*** Opening of Supplied data ***
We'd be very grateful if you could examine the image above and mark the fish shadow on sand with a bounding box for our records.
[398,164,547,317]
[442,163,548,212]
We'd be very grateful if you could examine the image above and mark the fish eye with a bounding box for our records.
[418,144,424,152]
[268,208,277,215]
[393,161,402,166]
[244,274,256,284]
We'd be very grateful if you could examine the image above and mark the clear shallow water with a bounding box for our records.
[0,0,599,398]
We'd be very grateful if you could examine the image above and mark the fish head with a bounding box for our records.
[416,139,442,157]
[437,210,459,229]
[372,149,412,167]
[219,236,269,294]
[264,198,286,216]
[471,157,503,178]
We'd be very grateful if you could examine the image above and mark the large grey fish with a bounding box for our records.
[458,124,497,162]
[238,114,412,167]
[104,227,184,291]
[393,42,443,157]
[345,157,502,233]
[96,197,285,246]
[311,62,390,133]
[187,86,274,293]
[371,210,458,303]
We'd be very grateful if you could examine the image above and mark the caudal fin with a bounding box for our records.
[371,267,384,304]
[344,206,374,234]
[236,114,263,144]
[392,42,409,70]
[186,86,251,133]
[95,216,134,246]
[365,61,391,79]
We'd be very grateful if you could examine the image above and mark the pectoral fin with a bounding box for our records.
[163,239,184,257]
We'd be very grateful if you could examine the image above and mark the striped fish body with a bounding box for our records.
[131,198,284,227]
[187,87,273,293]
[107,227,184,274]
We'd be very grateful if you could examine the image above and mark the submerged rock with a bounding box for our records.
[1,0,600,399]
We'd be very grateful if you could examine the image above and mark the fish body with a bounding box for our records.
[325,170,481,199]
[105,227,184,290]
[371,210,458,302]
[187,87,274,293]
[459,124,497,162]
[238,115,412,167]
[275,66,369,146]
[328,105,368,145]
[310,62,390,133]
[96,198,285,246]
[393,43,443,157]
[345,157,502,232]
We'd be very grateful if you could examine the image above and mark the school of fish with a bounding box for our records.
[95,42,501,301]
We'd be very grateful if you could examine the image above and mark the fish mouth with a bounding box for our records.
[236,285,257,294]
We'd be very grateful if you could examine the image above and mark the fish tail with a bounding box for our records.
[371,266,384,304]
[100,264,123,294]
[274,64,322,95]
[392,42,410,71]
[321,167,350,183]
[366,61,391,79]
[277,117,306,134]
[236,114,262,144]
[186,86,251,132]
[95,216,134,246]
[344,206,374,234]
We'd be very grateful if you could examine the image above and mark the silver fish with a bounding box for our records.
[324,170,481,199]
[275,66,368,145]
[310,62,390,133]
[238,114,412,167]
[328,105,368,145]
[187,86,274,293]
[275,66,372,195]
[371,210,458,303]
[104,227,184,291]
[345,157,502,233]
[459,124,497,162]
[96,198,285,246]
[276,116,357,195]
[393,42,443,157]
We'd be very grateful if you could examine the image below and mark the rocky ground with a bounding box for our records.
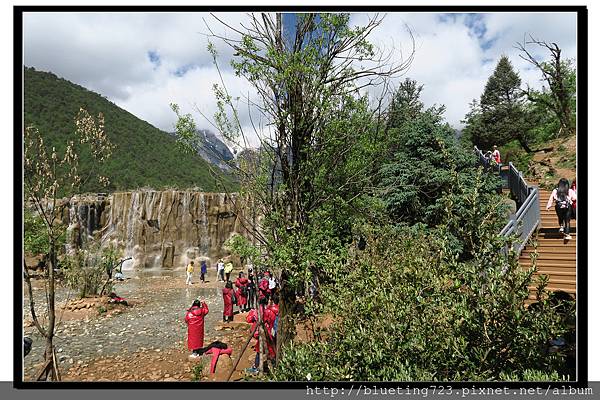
[527,135,577,187]
[23,268,257,382]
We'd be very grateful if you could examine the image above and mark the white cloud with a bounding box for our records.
[24,11,577,138]
[349,12,576,128]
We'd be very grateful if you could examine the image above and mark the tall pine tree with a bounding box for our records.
[464,56,533,152]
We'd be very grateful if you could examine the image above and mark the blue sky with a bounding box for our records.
[23,11,577,147]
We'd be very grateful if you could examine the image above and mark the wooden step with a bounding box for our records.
[529,238,577,246]
[531,273,576,283]
[528,280,576,292]
[521,264,576,272]
[522,246,576,254]
[533,270,577,278]
[519,252,577,263]
[520,259,576,268]
[538,232,577,240]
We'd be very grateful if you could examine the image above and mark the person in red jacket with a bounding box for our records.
[222,281,235,323]
[235,272,250,312]
[185,299,209,359]
[258,272,270,302]
[268,294,280,340]
[245,297,276,373]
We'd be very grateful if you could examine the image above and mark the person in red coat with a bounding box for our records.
[235,272,250,312]
[185,299,209,359]
[258,273,270,302]
[245,297,276,373]
[222,281,235,323]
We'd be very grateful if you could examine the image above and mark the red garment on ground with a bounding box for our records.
[205,347,233,374]
[185,303,209,350]
[222,287,234,317]
[235,277,249,306]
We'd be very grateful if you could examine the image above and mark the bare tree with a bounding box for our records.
[23,109,114,381]
[516,35,576,137]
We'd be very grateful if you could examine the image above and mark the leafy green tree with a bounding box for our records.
[378,79,502,246]
[175,13,414,369]
[465,56,532,152]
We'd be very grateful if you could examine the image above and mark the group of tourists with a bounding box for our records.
[547,178,577,240]
[484,145,502,166]
[185,259,218,285]
[183,259,281,373]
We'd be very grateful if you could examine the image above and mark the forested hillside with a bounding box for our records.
[24,67,237,193]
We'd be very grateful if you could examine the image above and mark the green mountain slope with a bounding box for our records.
[24,67,238,193]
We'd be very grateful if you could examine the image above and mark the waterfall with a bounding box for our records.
[63,190,245,271]
[199,193,210,255]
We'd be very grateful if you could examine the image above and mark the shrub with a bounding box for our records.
[63,245,119,298]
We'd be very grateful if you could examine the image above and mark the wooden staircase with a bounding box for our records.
[519,188,576,298]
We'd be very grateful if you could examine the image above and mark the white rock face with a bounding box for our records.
[63,190,259,270]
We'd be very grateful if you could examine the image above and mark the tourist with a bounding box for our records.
[268,271,277,292]
[186,261,194,285]
[546,178,576,240]
[570,179,577,219]
[268,294,280,341]
[247,274,256,310]
[200,260,207,283]
[224,260,234,282]
[222,281,235,323]
[258,272,270,302]
[217,258,225,282]
[245,297,276,373]
[492,145,501,165]
[185,298,209,359]
[235,271,250,312]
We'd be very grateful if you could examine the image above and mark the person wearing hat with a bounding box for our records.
[185,298,209,359]
[222,281,235,323]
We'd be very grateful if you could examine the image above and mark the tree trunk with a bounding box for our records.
[517,135,533,153]
[42,246,58,381]
[275,269,295,365]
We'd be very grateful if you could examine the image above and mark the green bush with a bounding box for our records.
[63,245,119,298]
[272,225,569,381]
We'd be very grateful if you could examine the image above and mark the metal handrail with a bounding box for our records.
[474,146,540,254]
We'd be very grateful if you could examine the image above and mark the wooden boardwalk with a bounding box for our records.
[519,188,576,298]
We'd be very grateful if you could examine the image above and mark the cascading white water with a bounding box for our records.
[199,193,210,256]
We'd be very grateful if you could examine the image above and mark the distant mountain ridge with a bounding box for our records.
[24,67,238,193]
[168,128,234,172]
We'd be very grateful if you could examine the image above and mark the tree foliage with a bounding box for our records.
[273,184,569,381]
[463,56,532,152]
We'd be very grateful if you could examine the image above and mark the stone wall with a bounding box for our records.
[65,191,255,270]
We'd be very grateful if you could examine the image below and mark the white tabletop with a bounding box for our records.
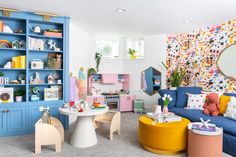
[59,106,109,117]
[188,122,223,136]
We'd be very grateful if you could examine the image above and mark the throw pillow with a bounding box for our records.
[219,95,231,115]
[176,87,202,108]
[224,97,236,121]
[158,89,176,109]
[186,93,206,110]
[202,91,223,101]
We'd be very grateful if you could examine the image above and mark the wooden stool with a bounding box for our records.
[35,117,64,154]
[94,111,120,140]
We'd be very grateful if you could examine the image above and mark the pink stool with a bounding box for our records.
[188,123,223,157]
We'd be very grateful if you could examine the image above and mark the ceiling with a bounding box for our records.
[1,0,236,35]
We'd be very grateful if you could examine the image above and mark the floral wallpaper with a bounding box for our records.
[166,19,236,92]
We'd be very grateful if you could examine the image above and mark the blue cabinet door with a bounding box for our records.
[7,106,27,133]
[28,105,42,131]
[0,108,6,134]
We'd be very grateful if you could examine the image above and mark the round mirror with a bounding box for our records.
[218,44,236,80]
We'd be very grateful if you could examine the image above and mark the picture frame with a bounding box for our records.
[0,88,14,103]
[44,88,59,101]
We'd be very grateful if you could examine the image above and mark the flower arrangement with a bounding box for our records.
[162,94,173,107]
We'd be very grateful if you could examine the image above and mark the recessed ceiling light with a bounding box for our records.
[116,8,126,13]
[182,20,192,24]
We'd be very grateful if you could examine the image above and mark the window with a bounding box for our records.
[127,38,144,58]
[96,39,119,59]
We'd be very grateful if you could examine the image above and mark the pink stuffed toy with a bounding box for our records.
[203,93,220,116]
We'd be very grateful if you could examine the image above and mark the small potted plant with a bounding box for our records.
[162,94,173,114]
[29,87,40,101]
[129,48,137,60]
[161,61,186,89]
[14,89,25,102]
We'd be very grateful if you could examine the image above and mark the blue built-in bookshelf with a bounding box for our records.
[0,11,69,137]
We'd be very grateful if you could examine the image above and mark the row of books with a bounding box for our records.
[12,55,26,68]
[146,112,182,123]
[191,124,216,132]
[28,37,44,50]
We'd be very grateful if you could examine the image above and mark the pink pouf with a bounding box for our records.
[188,123,223,157]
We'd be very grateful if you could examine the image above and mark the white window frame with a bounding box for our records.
[127,38,144,59]
[96,38,119,59]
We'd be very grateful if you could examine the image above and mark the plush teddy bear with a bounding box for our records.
[203,93,220,116]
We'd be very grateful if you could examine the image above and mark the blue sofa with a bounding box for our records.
[158,87,236,156]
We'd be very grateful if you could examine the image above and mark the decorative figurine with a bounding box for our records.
[47,39,56,50]
[39,106,51,124]
[3,61,12,69]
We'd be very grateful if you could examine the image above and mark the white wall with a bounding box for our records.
[123,34,167,111]
[69,20,95,76]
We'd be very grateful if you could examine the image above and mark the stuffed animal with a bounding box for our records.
[203,93,220,116]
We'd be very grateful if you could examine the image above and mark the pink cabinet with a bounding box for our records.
[86,95,105,104]
[101,74,118,84]
[120,95,136,112]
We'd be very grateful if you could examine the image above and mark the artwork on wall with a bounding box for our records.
[0,88,14,103]
[166,19,236,92]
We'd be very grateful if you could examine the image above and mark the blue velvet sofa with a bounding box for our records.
[158,87,236,156]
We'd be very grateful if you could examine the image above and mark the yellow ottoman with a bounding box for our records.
[138,115,190,155]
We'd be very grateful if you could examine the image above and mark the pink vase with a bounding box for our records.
[163,106,169,114]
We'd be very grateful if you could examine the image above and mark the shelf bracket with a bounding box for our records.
[34,12,60,22]
[0,7,18,17]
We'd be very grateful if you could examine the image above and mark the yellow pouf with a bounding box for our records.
[138,115,190,155]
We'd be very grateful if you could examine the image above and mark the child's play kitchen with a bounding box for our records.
[86,73,136,112]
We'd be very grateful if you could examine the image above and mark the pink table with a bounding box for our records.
[188,123,223,157]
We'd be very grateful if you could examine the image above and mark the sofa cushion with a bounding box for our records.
[170,107,236,136]
[158,89,176,109]
[219,95,231,114]
[176,87,202,108]
[224,93,236,97]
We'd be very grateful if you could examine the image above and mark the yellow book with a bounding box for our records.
[15,56,20,68]
[20,55,26,69]
[12,57,16,68]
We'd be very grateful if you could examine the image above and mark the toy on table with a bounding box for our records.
[65,99,89,112]
[203,93,220,116]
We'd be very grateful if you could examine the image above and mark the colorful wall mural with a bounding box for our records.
[166,19,236,92]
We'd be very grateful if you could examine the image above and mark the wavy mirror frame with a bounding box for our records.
[217,43,236,81]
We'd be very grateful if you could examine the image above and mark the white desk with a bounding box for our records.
[59,106,108,148]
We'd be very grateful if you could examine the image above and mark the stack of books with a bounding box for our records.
[12,55,26,69]
[191,124,216,132]
[147,112,182,123]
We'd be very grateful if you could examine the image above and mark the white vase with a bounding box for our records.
[169,87,177,90]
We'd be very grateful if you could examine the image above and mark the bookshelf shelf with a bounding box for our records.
[0,32,26,36]
[29,69,63,71]
[0,48,26,51]
[29,50,63,53]
[1,84,26,86]
[29,83,63,86]
[29,34,63,39]
[0,68,26,71]
[0,11,69,137]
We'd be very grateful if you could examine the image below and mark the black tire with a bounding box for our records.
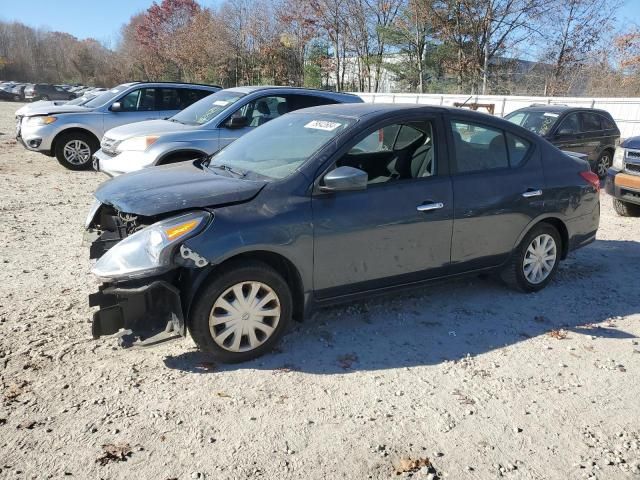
*** Close of Supplied data ***
- [To do]:
Your answer must reproduce exactly the lines from the line with "mark the bookshelf" through the end of the material, both ends included, with every picture dropped.

- [Written response]:
We'd be very grateful if you could examine the image above and mark the bookshelf shelf with a bounding box for our records.
[0,32,26,36]
[29,69,63,71]
[0,48,26,51]
[29,50,63,53]
[1,84,26,86]
[29,83,63,86]
[29,34,63,39]
[0,68,26,71]
[0,11,69,137]
We'd be very grateful if you could examine the image below and mark the black tire with a bounding box for our records.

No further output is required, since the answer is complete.